_ASSIGNMENT_:
Restate the assignment brief from "- Use a software" down to "last decade (www.amazon.com).", switching "online book retailer" to "online bookstore".

Introduction:
This assignment will provide a summative assessment of your understanding of Big Data Systems and related technologies. Three mini-tasks that are to be completed have the following aims:
- Introduce Big Data in the context of a given organisation (See Task 1)
- Understand the problems of working with Big Data and describe technologies that specialize in catering for Big Data (See Task 2)
- Use a software package that is designed for Big Data Systems to perform a simple analytical task (See Task 3)
Task 1 – Introduce Big Data
In The Context of Amazon; Amazon is an online book retailer that has expended its retail offering far beyond books over the last decade (www.amazon.com).
- Define Big Data in terms of the four V’s. Describe how each V could apply to Amazon. (E.g. ‘Volume’ is one of the V’s. What data would Amazon likely to be capturing to qualify?)
- Give an example from Amazon to illuminate your points for each of the 4 V’s discussed above (12 Marks)
Task 2 – Big Data Technologies
Hadoop is a technological framework that enables processing of large datasets at the scale of Big Data. Your task is to research and understand Hadoop. Your description should include:
- What is Hadoop?
- What are the technological challenges of working with Big Data?
- How does Hadoop framework overcome abovementioned challenges? (10 Marks)
Task 3 – Big Data Analytics with Orange Software Package
The dataset that we will be using is contained in the file Titanic.tab that is made available on CloudDeakin under Resources->Assignment 3->Titanic.tab
This by no means is a Big Data set. In order to simplify the analytical task (as promised in lectures) we will settle for using a smaller and simpler dataset. Your task is to:
- Analyse the full dataset using Orange and try to get an insight.

_DATA PROVIDED_:

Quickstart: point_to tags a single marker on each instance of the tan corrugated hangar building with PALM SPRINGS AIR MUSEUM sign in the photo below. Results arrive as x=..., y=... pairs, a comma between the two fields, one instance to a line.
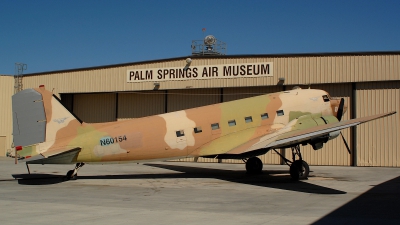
x=369, y=82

_ANSWER AREA_:
- Use a software package that is designed for Big Data Systems to perform a simple analytical task (See Task 3)
Task 1 – Introduce Big Data
In The Context of Amazon; Amazon is an online bookstore that has expended its retail offering far beyond books over the last decade (www.amazon.com).